TASK GOAL: The output should be all lines of the entries below in which the word "black" occurs.

RECORDS FOR PROCESSING:
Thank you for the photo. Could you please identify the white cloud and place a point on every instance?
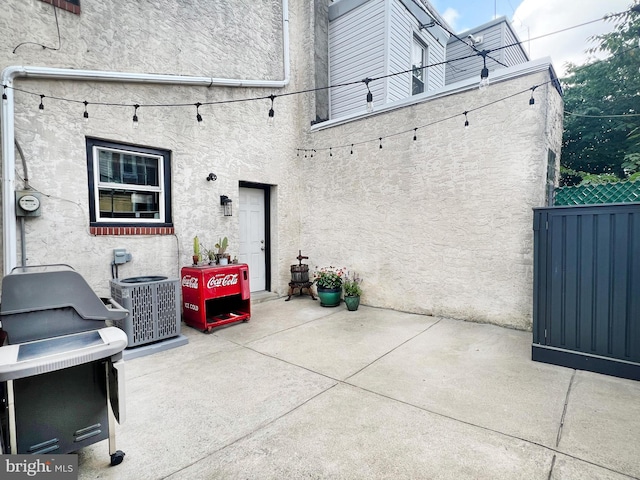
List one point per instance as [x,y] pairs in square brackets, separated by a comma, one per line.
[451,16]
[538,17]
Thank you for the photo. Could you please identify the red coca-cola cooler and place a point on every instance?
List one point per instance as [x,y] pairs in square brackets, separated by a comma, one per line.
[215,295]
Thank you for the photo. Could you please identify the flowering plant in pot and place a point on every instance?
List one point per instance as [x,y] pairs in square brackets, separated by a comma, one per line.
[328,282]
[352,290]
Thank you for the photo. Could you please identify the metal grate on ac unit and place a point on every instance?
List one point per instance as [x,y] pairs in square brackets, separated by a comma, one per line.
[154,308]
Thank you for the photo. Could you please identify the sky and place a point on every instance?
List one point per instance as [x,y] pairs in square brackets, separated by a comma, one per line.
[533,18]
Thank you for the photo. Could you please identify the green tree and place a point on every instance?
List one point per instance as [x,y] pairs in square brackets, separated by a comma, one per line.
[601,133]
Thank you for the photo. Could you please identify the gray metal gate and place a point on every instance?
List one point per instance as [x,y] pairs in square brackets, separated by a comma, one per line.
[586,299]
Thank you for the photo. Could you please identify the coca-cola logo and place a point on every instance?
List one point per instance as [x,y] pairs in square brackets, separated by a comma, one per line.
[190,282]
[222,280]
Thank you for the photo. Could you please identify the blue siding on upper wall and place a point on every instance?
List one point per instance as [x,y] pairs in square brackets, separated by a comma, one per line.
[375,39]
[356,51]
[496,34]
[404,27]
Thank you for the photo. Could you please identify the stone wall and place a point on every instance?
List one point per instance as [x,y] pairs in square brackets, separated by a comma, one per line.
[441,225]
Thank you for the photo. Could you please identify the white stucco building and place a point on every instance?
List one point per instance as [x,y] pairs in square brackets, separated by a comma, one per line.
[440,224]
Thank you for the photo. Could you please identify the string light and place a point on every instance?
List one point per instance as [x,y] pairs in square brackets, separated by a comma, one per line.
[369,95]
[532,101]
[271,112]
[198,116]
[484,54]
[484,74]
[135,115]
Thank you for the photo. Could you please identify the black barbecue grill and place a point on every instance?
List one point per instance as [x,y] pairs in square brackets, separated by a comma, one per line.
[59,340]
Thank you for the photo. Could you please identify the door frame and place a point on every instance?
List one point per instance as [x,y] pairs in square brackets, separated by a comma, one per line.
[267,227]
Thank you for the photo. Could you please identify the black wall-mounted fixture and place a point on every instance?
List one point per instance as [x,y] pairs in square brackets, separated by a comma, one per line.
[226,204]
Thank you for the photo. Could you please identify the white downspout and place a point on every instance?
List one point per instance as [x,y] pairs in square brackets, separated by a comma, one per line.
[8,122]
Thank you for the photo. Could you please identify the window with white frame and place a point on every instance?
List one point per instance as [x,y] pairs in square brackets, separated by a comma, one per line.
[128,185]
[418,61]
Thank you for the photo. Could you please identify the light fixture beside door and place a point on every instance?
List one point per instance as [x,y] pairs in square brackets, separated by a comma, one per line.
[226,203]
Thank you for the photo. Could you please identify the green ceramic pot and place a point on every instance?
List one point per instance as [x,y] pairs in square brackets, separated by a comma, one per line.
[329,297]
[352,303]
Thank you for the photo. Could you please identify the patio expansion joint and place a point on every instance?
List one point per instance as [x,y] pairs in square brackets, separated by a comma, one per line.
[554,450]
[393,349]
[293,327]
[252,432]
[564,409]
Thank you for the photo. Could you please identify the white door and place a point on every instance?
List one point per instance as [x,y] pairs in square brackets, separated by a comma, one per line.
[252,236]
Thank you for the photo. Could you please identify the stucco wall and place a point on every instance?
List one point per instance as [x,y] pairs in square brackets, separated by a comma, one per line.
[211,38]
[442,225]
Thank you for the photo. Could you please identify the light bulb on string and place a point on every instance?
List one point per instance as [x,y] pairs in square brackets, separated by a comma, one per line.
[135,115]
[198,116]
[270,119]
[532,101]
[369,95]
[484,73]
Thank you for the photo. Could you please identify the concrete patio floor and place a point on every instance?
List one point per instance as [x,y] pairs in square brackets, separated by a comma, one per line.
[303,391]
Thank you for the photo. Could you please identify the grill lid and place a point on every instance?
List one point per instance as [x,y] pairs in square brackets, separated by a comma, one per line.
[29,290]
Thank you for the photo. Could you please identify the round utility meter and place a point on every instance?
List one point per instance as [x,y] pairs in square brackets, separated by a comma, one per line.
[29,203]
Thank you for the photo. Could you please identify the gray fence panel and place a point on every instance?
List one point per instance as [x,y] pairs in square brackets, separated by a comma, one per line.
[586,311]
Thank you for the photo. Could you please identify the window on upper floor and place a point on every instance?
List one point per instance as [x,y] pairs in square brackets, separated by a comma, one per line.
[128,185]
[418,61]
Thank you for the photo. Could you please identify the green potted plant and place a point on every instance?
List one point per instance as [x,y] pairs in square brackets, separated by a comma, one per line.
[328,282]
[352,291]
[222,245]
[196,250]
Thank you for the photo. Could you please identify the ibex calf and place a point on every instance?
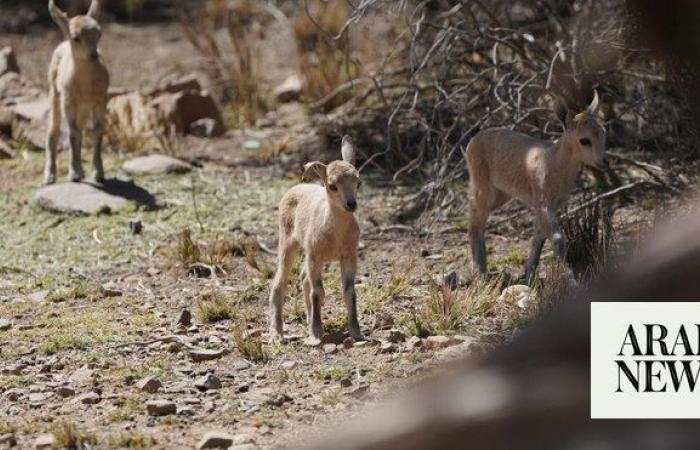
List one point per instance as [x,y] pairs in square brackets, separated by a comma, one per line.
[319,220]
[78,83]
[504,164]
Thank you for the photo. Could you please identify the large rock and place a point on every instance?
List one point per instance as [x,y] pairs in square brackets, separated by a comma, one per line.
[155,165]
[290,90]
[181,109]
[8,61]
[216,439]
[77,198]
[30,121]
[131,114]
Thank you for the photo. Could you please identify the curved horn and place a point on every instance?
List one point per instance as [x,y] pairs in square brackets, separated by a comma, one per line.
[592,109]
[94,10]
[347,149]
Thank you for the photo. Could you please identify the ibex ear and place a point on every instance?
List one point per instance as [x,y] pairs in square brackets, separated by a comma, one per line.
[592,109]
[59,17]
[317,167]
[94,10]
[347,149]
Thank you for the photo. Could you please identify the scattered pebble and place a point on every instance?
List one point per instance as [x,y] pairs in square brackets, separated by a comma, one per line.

REPLY TO THE TASK:
Thank you for the photo. Could you please identify the black barbecue grill and place a point on every instance?
Thank you for the photo. Could you please identify the black wall-mounted fixture and place a point on every instance?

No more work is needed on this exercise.